An exact transcription of the entries is required, with none of the pictures carried over.

+++ PROVIDED MATERIAL

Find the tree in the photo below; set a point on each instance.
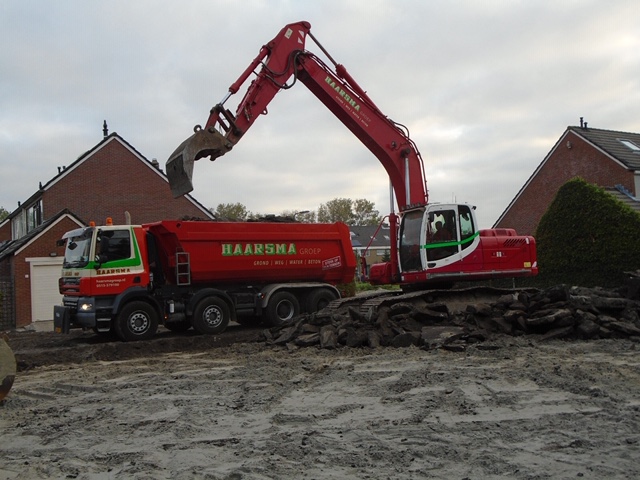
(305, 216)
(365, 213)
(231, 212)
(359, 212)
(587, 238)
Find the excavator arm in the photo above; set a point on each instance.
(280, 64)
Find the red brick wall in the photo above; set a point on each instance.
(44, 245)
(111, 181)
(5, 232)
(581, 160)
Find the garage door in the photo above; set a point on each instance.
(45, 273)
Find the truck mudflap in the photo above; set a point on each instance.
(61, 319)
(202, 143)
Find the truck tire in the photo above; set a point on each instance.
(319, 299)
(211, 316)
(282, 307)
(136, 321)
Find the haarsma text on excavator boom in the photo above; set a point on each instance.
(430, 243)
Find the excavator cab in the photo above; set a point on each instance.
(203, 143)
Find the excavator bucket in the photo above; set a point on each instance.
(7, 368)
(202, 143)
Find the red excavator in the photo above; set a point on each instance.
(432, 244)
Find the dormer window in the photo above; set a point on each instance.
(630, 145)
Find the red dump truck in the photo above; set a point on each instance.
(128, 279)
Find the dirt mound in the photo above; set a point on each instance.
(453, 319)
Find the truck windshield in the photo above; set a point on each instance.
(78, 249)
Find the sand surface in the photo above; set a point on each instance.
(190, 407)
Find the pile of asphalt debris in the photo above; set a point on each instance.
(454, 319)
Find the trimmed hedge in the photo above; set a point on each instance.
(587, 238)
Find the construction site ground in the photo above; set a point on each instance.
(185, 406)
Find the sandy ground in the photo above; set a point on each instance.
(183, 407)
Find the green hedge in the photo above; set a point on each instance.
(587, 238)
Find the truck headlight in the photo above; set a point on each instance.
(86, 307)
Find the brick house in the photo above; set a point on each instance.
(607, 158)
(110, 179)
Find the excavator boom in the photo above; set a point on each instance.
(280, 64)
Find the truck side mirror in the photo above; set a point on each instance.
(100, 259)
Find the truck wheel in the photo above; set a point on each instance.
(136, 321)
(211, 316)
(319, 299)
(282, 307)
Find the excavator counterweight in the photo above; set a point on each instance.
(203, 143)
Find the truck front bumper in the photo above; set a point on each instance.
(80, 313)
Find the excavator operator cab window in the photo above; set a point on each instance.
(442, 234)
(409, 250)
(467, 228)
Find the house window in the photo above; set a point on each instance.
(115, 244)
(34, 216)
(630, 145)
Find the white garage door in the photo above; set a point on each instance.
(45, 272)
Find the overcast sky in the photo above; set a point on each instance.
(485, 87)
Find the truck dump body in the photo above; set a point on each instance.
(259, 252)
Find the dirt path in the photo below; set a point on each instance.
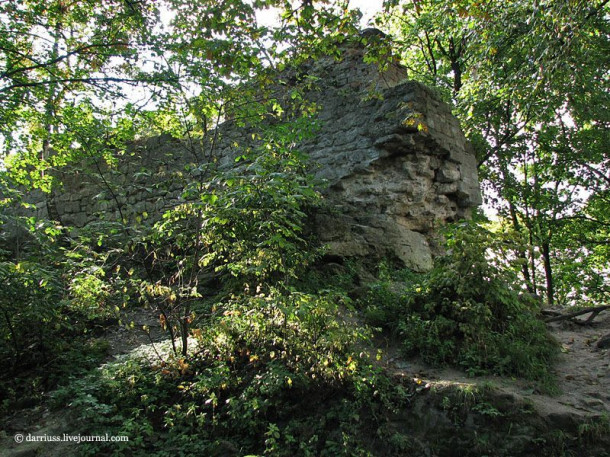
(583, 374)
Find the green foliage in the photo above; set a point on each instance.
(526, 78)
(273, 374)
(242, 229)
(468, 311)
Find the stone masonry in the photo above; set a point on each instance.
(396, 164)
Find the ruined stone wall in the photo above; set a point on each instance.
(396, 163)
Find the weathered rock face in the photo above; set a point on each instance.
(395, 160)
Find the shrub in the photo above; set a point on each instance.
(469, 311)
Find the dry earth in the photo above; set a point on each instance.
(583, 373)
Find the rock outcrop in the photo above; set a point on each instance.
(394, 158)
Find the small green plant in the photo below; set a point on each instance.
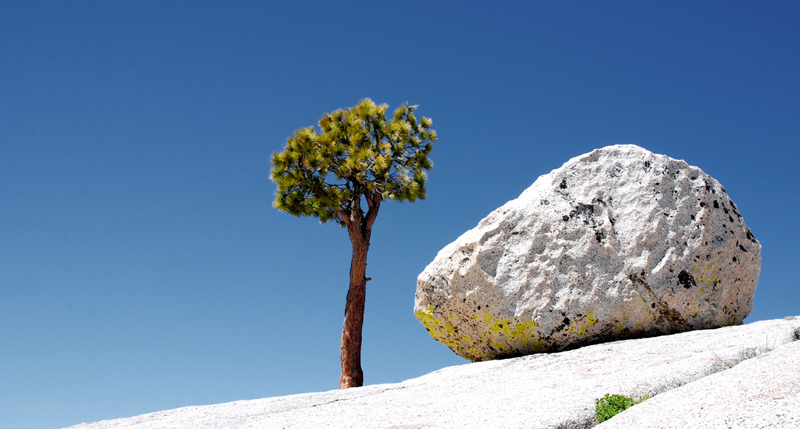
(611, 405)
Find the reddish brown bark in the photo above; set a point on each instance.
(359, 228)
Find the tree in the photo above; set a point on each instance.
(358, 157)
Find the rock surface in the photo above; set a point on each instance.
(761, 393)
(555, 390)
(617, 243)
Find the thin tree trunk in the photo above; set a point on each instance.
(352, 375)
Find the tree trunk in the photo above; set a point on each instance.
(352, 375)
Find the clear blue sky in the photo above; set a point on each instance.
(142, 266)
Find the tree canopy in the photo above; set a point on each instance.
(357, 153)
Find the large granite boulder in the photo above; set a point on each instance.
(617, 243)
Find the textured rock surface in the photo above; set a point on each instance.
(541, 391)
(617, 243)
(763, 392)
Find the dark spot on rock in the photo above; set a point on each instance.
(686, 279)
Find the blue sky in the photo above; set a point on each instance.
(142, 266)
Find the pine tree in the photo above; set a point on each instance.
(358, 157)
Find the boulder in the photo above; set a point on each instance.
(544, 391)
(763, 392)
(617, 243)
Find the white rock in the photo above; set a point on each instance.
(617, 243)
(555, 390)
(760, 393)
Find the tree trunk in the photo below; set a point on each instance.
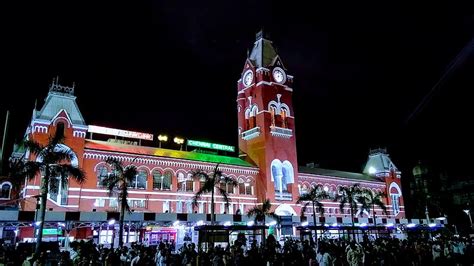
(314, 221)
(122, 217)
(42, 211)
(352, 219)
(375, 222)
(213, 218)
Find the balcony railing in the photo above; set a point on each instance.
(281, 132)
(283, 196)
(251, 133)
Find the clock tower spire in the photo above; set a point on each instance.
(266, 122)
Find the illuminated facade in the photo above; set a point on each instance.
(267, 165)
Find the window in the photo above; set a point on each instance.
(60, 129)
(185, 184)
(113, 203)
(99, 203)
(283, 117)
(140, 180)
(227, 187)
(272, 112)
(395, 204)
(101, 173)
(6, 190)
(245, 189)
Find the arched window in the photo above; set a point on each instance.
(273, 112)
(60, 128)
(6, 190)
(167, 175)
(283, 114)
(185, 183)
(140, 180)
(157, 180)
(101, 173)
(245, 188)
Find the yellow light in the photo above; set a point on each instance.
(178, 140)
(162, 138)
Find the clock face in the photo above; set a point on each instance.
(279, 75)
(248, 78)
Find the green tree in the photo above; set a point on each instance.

++++++

- [REPLY TO THE EXERCISE]
Find the tree in the photo below; set a point on each instance.
(305, 216)
(365, 213)
(231, 212)
(359, 212)
(587, 238)
Find the excavator arm in the photo above; set a point on each instance.
(280, 64)
Find the red brick wall in the photo above; set a point on each instance.
(44, 245)
(111, 181)
(5, 232)
(581, 160)
Find the garage door in the photo above; set a point on each instance.
(45, 273)
Find the truck mudflap in the photo above; set a point on each instance.
(61, 319)
(202, 143)
Find the truck tire in the photo above; set a point on each instance.
(319, 299)
(211, 316)
(282, 307)
(136, 321)
Find the haarsma text on excavator boom in the photo above; set a point on each instance.
(430, 243)
Find the excavator cab in the photo above; set a point on each instance.
(203, 143)
Find the excavator bucket in the photo above; set a point on each instance.
(7, 368)
(202, 143)
Find the red excavator in the photo above; set a point on each instance.
(432, 244)
Find the dormer window in the photo above; set a point on each instance.
(630, 145)
Find the red dump truck in the photo above; set a point on each instance.
(128, 279)
Find the dirt mound in the photo above; set a point on each instance.
(453, 319)
Find the truck windshield in the photo above; set a point on each instance.
(78, 249)
Find the sand surface in the photo above; set a point on each instance.
(190, 407)
Find the pile of asphalt debris in the photo above; set a point on each instance.
(454, 319)
Find the trimmed hedge in the photo above; set a point on each instance.
(587, 238)
Find the construction site ground in the photo above; set a point on each instance.
(185, 406)
Find the sandy ground in the photo above; set a point on each instance.
(183, 407)
Find the green hedge in the photo above; set a point on each instance.
(587, 238)
Find the truck headlight in the photo above; set a point on each instance.
(86, 307)
Find the brick house in the photo above; set a point on each instance.
(607, 158)
(110, 179)
Find the excavator boom in the photo above; set a point on each instance.
(280, 64)
Find the truck side mirror in the photo above; set a point on each instance.
(100, 259)
Find the truck wheel in the photo above; set a point on each instance.
(136, 321)
(211, 316)
(319, 299)
(282, 307)
Find the excavator counterweight in the photo above; set a point on each instance.
(203, 143)
Find the truck front bumper in the photo above; set a point on each instance.
(80, 313)
Find the excavator operator cab window in the photo above; set a point on each instance.
(442, 234)
(409, 250)
(467, 228)
Find the house window in the photo above; set a point on each instance.
(115, 244)
(34, 216)
(630, 145)
Find the white garage door in the photo above; set a point on each instance.
(45, 272)
Find the overcast sky in the photo above; set a point on each instance.
(485, 87)
Find the truck dump body in the photo above; set a point on each instance.
(259, 252)
Find the dirt path in the photo below; set a point on each instance.
(583, 374)
Find the green foliage in the photo above; set a point on each instance.
(526, 78)
(273, 374)
(242, 229)
(468, 311)
Find the stone masonry in the photo above; set a point on each instance.
(396, 164)
Find the ruined stone wall in the photo above; set a point on each instance.
(396, 163)
Find the weathered rock face in the photo above; set a point on each instance.
(395, 160)
Find the shrub in the photo above; set a point on each instance.
(469, 311)
Find the dry earth in the photo above; set a point on each instance.
(583, 373)
Find the rock outcrop in the photo above; set a point on each instance.
(394, 158)
Find the small green plant in the photo below; set a point on each instance.
(611, 405)
Find the reddish brown bark in the photo above; set a point on each instance.
(359, 228)
Find the tree in the photo above; set a point on each instance.
(358, 157)
Find the rock surface in the photo above; set a point on each instance.
(761, 393)
(555, 390)
(617, 243)
Find the thin tree trunk in the photo above; set a point on each instance.
(352, 375)
Find the tree trunk in the photo above; set a point on each instance.
(352, 375)
Find the clear blue sky in the photo above; set a point on each instance.
(142, 266)
Find the tree canopy in the photo above; set a point on each instance.
(357, 153)
Find the large granite boulder in the photo above; set a point on each instance.
(617, 243)
Find the textured rock surface in the photo above; set a point on each instance.
(541, 391)
(617, 243)
(763, 392)
Find the dark spot on rock in the photo above; set a point on each instance.
(686, 279)
Find the blue sky in the photo above; set a point on each instance.
(142, 266)
Find the pine tree in the photo above; set a point on each instance.
(358, 157)
Find the boulder in the photo above; set a point on each instance.
(544, 391)
(763, 392)
(617, 243)
Find the white rock in the photo above; set a point on each instance.
(617, 243)
(555, 390)
(760, 393)
Find the tree trunk in the photo below; set a point on each instance.
(314, 221)
(122, 217)
(42, 211)
(352, 219)
(375, 222)
(213, 218)
Find the balcony railing in the photo above; set a point on each instance.
(281, 132)
(283, 196)
(251, 133)
Find the clock tower spire in the photo above; set a point on each instance.
(266, 122)
Find the illuminated facade in the photo above; set a point on each instance.
(267, 165)
Find the window in the photo above; set a point on each instance.
(60, 129)
(185, 184)
(113, 203)
(99, 203)
(283, 117)
(140, 180)
(227, 187)
(272, 112)
(395, 204)
(101, 173)
(6, 190)
(245, 189)
Find the arched window in the photo above; set a point on each instance.
(273, 112)
(60, 128)
(6, 190)
(167, 175)
(283, 114)
(185, 183)
(140, 180)
(157, 180)
(101, 173)
(245, 188)
Find the yellow light in the photo above; set a point on each instance.
(178, 140)
(162, 138)
Find the clock face in the photo above; set a point on each instance.
(279, 75)
(248, 78)
Find the green tree in the photo above; set a point on each instance.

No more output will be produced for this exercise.